* **Entries from a pointing dataset**:
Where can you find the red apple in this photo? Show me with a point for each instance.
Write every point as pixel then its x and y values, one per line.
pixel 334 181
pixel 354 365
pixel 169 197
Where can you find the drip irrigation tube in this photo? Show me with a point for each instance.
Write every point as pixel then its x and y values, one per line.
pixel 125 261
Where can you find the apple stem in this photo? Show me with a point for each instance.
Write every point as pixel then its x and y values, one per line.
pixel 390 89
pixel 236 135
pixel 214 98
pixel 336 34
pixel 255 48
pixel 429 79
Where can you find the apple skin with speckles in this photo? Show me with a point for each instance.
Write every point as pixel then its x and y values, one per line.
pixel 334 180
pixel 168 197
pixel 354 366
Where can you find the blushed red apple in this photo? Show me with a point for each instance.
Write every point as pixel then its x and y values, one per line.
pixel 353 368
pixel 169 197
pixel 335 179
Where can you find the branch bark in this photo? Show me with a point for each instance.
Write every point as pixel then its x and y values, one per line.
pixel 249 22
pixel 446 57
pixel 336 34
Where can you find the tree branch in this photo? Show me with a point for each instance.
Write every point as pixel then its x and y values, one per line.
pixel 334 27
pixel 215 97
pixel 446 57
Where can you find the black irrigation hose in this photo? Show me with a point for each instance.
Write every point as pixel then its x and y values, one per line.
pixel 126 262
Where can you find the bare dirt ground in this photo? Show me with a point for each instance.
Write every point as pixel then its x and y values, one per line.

* **Problem details**: Write out all of the data above again, keeping every line word for word and in the same order.

* **Exercise output**:
Where can you find the red apple in this photo? Show me with a point for each instance.
Write every point as pixel then its x and y values, one per line.
pixel 334 181
pixel 354 365
pixel 169 197
Where can you find the drip irrigation tube in this photo? Show me with a point for each instance.
Write every point as pixel then its x and y values, one per line.
pixel 125 261
Where can you find the apple stem in this photo? Show me with a point for each instance.
Write every point as pixel then its x and y values, one per line.
pixel 390 89
pixel 236 135
pixel 214 98
pixel 336 34
pixel 255 48
pixel 429 79
Where can you find the apple skin with speckles in this photo? Show me with a point for each instance.
Write every point as pixel then its x and y values, one per line.
pixel 334 180
pixel 168 197
pixel 354 366
Where can you find the blushed red apple in this photo? Show me with a point for each instance.
Write every point as pixel then its x and y values, one per line.
pixel 353 368
pixel 169 197
pixel 335 179
Where can you find the branch bark in this photo? Show me with a point for each instance.
Write every point as pixel then its x and y values, one per line.
pixel 249 22
pixel 446 57
pixel 336 34
Where can you find the tree branch in this photo? Show me with a point for each instance.
Write every point as pixel then its x and y values, one per line.
pixel 334 27
pixel 215 97
pixel 446 57
Where can you find the black irrigation hose in this photo? Show me with a point for each instance.
Write every point as pixel then its x and y values, one per line.
pixel 126 262
Where can you find the bare dirt ground in this photo? Show me with a point for each instance.
Write every point as pixel then its x and y values, one per line.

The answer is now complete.